### READING TEXT:

Friday 20 December 2013

Big White is AWESOME! Big White Ski School.

So I said to Michael J "Do you read my blog?"
"No, I don't read…" ah yes…


He finished the sentence with some other words... but I already had my quote...

So… Ski School.
It all started when I was in the army, Germany… Osnabruck to be precise. My roommate Daz (we have a lot of abbreviated names ending in Z in the army - Daz, Woz, Loz, Shez, Moz, Doz… it is not cos we are louts who cannot enunciate our words… it helps with security… yes it does… yes... it does).

Sorry, sidetracked. Daz was on the Regimental Alpine Ski Team. Every year the regiment sent a team of 8 to various ski resorts train and compete in the Army winter games. I wanted to be on the team…

Well who wouldn't - free accommodation, equipment (except boots and clothes), food, extra pay… And world class ski instruction - we had race instructors from the Austrian Alpine C' Team.

8 weeks… and you are paying me extra? Er… yes please captain. We stayed at Anne-Marie's house - perfect massive Austrian shot-putter, type woman - we loved her. She was a world champion sledder (more weight than aero-dynamic advantage me thinks… and yes apparently there is such a thing).

### YOUR INSTRUCTIONS:
List the abbreviated army names ending in Z that the blog post gives.

### SUPPLIED RECORDS:

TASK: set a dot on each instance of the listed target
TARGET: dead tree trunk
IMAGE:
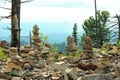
(15, 24)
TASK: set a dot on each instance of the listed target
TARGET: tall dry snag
(87, 47)
(36, 38)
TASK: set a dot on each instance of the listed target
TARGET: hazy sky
(58, 16)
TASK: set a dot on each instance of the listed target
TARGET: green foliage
(105, 50)
(100, 33)
(2, 55)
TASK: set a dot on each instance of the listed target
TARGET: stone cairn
(87, 48)
(4, 44)
(36, 38)
(71, 46)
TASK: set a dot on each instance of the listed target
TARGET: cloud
(54, 14)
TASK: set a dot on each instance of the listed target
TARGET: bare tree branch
(5, 8)
(27, 1)
(2, 17)
(7, 28)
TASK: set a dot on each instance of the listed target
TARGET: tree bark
(15, 24)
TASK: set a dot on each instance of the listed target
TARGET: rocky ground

### TASK RESPONSE:
Daz, Woz, Loz, Shez, Moz, Doz